Stated problem 1:
In the passage on counterfeit-goods indicators, what do frequent deposits followed by multiple cash withdrawals or re-deposits into different accounts indicate?
Stated problem 2:
Take the part of the counterfeit-goods passage that opens with the words containing "Provides reference pricing" and closes with "of counterfeit products.", substitute "banks" for "financial institutions", and write that part out.
Stated problem 3:
Proceed with the passage on counterfeit-goods indicators from where it stops.

Given passage:
* * *

Repeated cyclical use of letters of credit or similar trade finance instruments to finance shipments of potentially counterfeit goods, with no identifiable legitimate end-buyer.

IND02866
|

Evidence of falsified or manipulated import/export documentation (e.g., mismatched shipping dates, unverified signatures) suggesting partially undeclared counterfeit stock within mixed shipments.

IND02867
|

Frequent deposits followed by multiple cash withdrawals or re-deposits into different accounts, indicating layering of proceeds from counterfeit product sales.

Data Sources

Provides reference pricing and market trends for various goods. By comparing declared product values against recognized commodity benchmarks, financial institutions can detect indications of counterfeit goods through price discrepancies or mismatches with typical market valuations. This helps identify under- or over-invoicing schemes that criminals may use to disguise the true nature and value of counterfeit products.

* * *

Coordinate annotation data
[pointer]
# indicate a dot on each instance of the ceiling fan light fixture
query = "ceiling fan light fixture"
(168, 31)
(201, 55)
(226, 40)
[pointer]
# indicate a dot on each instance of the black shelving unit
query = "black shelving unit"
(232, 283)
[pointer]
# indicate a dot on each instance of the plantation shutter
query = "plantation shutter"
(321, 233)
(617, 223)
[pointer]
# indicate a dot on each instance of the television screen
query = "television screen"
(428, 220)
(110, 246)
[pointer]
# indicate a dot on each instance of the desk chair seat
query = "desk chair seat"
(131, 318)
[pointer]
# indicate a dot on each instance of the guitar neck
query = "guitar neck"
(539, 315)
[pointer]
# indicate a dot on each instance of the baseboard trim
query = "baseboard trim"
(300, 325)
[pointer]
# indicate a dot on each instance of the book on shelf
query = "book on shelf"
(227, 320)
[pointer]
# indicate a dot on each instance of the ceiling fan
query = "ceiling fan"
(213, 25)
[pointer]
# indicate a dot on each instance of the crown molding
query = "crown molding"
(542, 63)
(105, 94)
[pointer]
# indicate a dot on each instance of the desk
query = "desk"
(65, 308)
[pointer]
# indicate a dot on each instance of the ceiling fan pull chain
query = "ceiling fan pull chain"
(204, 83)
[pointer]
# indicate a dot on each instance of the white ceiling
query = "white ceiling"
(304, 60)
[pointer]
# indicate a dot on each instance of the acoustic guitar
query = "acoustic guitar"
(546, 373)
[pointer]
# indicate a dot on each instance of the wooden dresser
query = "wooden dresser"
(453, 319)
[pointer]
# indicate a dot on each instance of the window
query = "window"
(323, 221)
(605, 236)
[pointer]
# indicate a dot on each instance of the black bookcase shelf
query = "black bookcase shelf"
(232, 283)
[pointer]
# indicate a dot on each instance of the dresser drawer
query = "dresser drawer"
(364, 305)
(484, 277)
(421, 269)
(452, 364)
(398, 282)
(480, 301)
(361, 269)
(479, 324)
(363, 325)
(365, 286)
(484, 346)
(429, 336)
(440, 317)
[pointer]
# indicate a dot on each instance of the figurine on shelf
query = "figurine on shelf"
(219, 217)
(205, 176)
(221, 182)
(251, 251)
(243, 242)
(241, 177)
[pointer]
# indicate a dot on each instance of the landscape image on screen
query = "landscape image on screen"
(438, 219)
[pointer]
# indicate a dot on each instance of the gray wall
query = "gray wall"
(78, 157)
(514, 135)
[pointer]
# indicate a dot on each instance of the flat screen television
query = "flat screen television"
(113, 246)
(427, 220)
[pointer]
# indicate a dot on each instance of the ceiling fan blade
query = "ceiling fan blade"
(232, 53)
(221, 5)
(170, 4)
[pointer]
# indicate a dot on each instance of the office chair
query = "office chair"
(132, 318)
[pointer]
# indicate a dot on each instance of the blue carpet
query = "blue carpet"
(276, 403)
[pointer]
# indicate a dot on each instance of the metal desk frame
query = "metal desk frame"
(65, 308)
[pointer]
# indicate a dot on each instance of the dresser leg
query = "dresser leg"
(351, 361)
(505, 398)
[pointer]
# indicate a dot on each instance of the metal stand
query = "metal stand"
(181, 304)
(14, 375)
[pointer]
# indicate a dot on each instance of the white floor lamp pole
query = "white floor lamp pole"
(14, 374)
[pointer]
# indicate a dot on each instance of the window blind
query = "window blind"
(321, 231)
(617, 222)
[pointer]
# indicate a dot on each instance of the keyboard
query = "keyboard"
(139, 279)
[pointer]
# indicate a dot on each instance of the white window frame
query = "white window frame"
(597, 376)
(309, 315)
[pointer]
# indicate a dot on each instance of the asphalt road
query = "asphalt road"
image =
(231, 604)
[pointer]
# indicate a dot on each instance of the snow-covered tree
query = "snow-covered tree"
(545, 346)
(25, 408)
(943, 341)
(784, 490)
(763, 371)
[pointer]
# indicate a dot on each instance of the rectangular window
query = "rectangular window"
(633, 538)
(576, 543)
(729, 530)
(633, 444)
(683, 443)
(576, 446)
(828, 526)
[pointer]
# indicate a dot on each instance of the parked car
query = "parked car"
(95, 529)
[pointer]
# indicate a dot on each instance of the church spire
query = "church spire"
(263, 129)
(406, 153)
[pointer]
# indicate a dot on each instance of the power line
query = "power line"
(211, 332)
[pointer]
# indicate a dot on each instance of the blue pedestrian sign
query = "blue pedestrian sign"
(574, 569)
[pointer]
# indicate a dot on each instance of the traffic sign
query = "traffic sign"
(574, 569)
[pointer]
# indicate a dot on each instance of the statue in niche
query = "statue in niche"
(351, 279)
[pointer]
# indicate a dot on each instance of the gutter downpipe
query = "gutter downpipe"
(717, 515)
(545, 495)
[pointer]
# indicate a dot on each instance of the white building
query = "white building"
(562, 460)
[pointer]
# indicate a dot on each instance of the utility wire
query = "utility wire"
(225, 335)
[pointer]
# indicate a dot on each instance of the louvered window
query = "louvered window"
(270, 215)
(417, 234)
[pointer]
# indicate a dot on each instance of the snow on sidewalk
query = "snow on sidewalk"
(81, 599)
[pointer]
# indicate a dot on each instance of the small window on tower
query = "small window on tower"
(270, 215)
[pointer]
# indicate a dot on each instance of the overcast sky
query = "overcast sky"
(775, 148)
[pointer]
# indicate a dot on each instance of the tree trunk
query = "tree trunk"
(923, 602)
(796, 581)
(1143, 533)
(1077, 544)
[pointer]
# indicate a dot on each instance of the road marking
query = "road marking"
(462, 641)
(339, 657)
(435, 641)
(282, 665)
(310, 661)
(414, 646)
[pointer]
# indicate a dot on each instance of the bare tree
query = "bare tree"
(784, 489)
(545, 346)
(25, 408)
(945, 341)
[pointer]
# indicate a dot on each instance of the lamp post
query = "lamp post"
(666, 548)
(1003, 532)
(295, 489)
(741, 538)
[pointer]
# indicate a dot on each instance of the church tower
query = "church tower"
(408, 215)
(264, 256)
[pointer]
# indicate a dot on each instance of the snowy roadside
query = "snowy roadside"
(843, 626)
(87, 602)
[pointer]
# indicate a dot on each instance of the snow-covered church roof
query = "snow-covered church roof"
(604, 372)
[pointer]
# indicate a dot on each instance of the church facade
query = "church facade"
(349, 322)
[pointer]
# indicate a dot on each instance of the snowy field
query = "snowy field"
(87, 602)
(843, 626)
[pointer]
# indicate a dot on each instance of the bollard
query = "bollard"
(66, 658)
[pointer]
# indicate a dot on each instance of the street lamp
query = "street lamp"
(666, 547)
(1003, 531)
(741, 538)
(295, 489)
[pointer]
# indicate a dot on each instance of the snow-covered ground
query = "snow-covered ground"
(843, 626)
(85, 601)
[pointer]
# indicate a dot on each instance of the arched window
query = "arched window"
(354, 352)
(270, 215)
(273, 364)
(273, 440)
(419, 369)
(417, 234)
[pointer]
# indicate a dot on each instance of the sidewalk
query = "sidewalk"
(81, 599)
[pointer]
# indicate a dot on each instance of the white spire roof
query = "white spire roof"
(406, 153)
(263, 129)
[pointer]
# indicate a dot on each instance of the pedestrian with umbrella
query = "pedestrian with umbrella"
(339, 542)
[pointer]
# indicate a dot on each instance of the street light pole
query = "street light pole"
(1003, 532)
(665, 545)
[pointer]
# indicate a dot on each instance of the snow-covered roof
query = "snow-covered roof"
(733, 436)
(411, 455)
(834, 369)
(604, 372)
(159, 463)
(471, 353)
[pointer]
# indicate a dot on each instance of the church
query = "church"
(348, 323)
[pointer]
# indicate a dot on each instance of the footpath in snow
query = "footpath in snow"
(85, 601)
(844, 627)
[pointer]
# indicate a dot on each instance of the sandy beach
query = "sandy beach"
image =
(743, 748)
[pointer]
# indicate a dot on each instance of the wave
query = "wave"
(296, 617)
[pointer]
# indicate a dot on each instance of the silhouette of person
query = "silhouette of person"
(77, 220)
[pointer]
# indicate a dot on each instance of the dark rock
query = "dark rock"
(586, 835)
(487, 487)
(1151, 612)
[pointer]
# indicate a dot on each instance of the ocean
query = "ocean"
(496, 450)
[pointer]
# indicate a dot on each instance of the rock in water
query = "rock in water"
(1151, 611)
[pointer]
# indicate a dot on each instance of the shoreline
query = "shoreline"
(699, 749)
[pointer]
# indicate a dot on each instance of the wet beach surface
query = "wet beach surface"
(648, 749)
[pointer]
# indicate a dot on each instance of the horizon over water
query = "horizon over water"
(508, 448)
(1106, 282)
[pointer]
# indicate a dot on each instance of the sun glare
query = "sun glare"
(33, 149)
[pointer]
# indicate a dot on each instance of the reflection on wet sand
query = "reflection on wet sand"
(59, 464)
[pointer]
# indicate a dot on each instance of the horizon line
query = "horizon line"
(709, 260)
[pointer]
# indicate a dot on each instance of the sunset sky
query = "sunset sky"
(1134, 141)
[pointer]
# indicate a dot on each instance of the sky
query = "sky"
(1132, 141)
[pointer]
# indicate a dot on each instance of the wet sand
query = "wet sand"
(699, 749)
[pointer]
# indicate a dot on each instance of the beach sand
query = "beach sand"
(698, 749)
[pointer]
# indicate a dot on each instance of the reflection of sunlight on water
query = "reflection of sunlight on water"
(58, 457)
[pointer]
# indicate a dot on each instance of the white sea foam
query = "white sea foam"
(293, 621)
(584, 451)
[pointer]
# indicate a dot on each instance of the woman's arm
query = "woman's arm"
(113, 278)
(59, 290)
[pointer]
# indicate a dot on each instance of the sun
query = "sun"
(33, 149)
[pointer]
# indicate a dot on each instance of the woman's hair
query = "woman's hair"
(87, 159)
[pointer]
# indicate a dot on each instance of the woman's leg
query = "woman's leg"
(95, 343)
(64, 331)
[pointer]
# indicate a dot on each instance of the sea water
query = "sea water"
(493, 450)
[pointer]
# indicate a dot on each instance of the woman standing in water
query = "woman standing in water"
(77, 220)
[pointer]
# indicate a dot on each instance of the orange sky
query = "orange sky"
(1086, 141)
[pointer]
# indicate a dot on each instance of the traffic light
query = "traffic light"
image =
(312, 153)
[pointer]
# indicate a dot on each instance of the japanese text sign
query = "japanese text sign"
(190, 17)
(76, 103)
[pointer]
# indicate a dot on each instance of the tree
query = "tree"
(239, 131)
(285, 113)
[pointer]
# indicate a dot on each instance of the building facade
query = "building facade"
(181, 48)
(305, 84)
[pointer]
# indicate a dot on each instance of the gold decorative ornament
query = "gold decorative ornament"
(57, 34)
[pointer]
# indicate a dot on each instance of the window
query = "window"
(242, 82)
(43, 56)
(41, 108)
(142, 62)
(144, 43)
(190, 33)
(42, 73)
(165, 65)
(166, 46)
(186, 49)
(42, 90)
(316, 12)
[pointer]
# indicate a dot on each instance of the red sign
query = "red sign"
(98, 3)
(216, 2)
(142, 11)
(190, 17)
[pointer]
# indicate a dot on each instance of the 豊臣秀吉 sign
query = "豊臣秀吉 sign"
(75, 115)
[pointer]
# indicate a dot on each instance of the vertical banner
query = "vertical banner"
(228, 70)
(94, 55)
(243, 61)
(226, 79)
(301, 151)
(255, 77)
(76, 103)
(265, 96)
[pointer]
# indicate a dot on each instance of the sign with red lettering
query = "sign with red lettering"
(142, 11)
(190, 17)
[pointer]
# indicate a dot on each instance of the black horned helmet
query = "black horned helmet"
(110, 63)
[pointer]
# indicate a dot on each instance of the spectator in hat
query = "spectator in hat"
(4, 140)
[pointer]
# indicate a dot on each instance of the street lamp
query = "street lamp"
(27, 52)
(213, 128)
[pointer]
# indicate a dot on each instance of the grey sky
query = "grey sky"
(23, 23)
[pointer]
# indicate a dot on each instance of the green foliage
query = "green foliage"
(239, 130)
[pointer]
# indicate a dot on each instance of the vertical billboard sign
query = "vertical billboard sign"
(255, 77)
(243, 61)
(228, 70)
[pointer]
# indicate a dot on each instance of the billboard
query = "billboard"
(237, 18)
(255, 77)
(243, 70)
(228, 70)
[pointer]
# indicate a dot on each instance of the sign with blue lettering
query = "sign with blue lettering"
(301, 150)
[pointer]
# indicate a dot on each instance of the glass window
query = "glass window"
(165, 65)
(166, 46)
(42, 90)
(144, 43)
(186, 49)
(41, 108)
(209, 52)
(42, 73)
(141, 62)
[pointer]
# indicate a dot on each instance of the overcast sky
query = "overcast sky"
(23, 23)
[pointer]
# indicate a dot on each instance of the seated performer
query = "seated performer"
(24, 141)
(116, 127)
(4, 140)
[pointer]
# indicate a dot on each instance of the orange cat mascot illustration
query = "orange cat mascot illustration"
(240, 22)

* * *

Task response 1:
Layering of proceeds from counterfeit product sales.

Task response 2:
Provides reference pricing and market trends for various goods. By comparing declared product values against recognized commodity benchmarks, banks can detect indications of counterfeit goods through price discrepancies or mismatches with typical market valuations. This helps identify under- or over-invoicing schemes that criminals may use to disguise the true nature and value of counterfeit products.

Task response 3:
Mitigations

Require detailed verification of corporate ownership and trade documentation for high-risk exporters or importers. This includes validating brand authenticity certificates and cross-checking declared goods against known legitimate manufacturers. Scrutinize beneficial ownership structures, especially where shell companies or layered entities appear, to expose hidden links to counterfeit operations or forged shipping records.

Implement focused monitoring scenarios to identify frequently structured deposits, withdrawals, or repetitive re-deposits tied to proceeds from counterfeit sales. Flag the unusual use of trade finance instruments, such as letters of credit, for repeated international shipments when transaction values do not align with typical market prices or the customer’s stated business profile.

Conduct robust due diligence and ongoing monitoring of logistics providers, freight forwarders, and distributors to ensure they have no prior involvement in counterfeit trafficking or trade documentation fraud. Require contractual clauses mandating compliance with intellectual property regulations, and periodically review any shifts in supplier ownership or shipping routes that may conceal counterfeit operations.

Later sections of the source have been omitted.